TASK DETAILS. Reproduce, exactly, the lines of the material below from the line containing "of the white" through the line containing "Query: white church", with both end lines included and nothing else.

RECORD SET.
──────

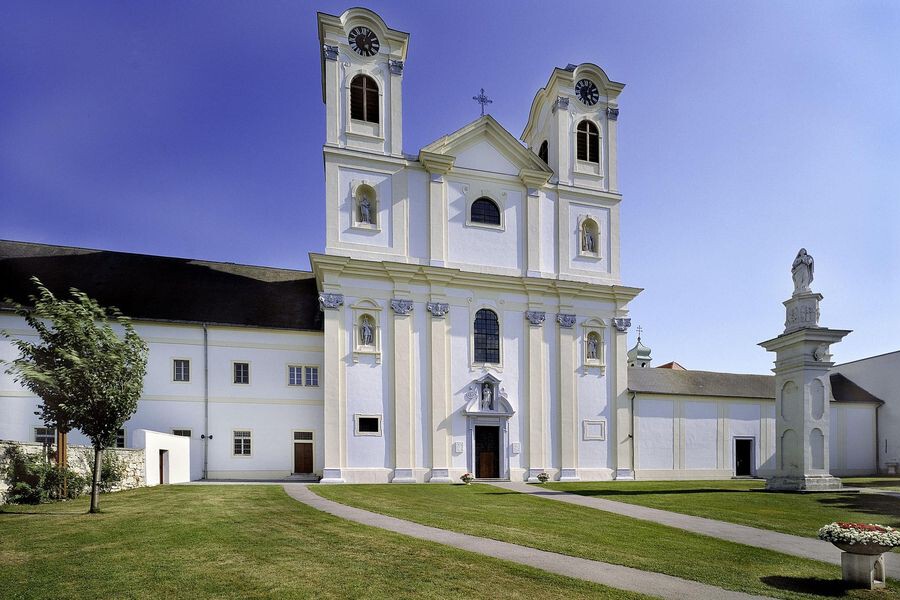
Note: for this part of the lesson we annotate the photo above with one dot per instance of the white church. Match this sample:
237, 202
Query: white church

──────

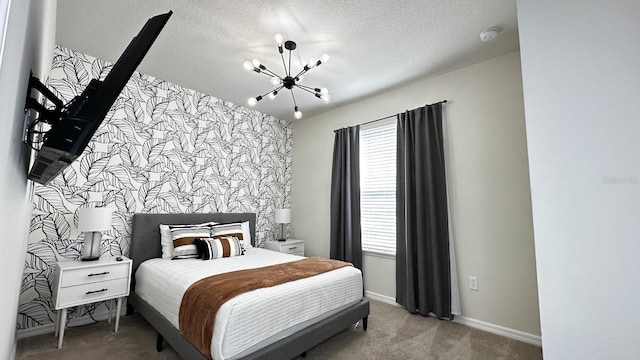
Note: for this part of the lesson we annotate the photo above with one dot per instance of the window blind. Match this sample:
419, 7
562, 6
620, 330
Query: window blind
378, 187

──────

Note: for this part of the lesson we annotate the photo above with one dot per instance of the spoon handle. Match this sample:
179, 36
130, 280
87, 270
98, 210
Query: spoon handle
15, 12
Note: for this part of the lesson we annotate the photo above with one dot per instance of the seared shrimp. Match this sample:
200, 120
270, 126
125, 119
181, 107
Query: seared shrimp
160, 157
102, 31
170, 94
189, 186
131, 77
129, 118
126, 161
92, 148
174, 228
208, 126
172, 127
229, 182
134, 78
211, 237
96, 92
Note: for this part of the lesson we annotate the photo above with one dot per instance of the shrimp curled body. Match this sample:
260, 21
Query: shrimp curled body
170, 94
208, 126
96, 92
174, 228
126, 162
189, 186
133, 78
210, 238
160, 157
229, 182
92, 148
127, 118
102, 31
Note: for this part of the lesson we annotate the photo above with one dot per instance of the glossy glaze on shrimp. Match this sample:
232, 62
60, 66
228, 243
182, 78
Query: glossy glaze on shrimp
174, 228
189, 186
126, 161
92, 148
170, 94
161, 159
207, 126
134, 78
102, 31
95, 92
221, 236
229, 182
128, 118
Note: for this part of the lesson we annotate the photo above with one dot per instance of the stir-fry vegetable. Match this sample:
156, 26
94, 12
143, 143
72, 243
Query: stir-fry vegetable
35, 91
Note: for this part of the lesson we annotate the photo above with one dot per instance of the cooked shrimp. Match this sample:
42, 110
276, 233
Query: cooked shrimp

──────

EXERCISE RESULT.
Note: for this part of the lesson we annotate the photo above with one dot per instance of the white church. Match this sample:
237, 202
Query: white church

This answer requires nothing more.